### Passage provided:

++++

Sarah de Leeuw will bring a bold new voice to the Sunshine Coast Arts Centre in on Tuesday, Oct. 22. She has just won the Dorothy Livesay Prize at the B.C.

Sarah de Leeuw will bring a bold new voice to the Sunshine Coast Arts Centre in on Tuesday, Oct. 22.

She has just won the Dorothy Livesay Prize at the B.C. Book Awards for her Geographies of a Lover, a "boldly erotic long prose poem that binds landscape and desire."

She has followed a fascinating career path. A very West Coast girl, she grew up in Duncan and on Haida Gwaii, and has worked as a tugboat driver and camp cook, as well as in teaching and journalism.

She holds not only a BFA in creative writing, but also a doctorate in Cultural Historical Geography, studying relationships between people and place, especially between the non-indigenous and indigenous peoples of the north.

++++

### What you need to do:
(A) Render this sentence from the article about Sarah de Leeuw in French: "A very West Coast girl, she grew up in Duncan and on Haida Gwaii, and has worked as a tugboat driver and camp cook, as well as in teaching and journalism."
(B) Extend the article about Sarah de Leeuw past its final sentence.
The records that come next are separate material, unrelated to the article about Sarah de Leeuw.

### Dataset:
++++

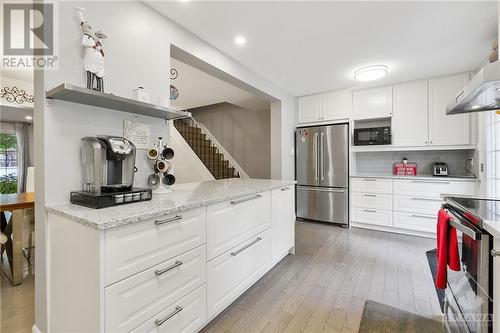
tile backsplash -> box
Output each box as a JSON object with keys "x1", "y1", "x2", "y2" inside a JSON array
[{"x1": 354, "y1": 149, "x2": 474, "y2": 176}]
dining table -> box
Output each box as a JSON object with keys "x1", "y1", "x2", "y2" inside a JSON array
[{"x1": 0, "y1": 192, "x2": 35, "y2": 285}]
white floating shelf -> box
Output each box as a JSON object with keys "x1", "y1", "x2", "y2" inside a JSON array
[{"x1": 46, "y1": 83, "x2": 191, "y2": 120}]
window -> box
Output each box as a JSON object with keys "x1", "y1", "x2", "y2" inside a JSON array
[{"x1": 0, "y1": 132, "x2": 17, "y2": 194}]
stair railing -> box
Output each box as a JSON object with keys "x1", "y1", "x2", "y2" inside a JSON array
[{"x1": 174, "y1": 117, "x2": 249, "y2": 179}]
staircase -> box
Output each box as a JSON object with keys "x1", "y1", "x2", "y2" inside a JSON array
[{"x1": 174, "y1": 118, "x2": 242, "y2": 179}]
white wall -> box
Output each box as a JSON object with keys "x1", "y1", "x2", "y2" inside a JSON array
[{"x1": 35, "y1": 1, "x2": 295, "y2": 332}]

++++

### Responses to the tasks:
(A) Véritable fille de la côte Ouest, elle a grandi à Duncan et à Haida Gwaii, et a travaillé comme conductrice de remorqueur et cuisinière de camp, ainsi que dans l'enseignement et le journalisme.

(B)
Now a member of the Faculty of Medicine at UNBC, she specializes in the delivery of health services to the aboriginal people, and her earlier books reflect her specialization: Unmarked: Landscapes Along Highway 16, and Front Lines: Portraits of Caregivers in Northern British Columbia.

In a highly creative way, deLeeuw's first book of poetry, Geographies . . ., reflects those same interests. It has been described as an "eco-erotic text," in which primitive energies of landscape and of human sexuality converge in vividly realized scenes.

She will read starting at 8 p.m. on Tuesday night. The Sunshine Coast Arts Council is helping to sponsor the reading. Admission is by donation.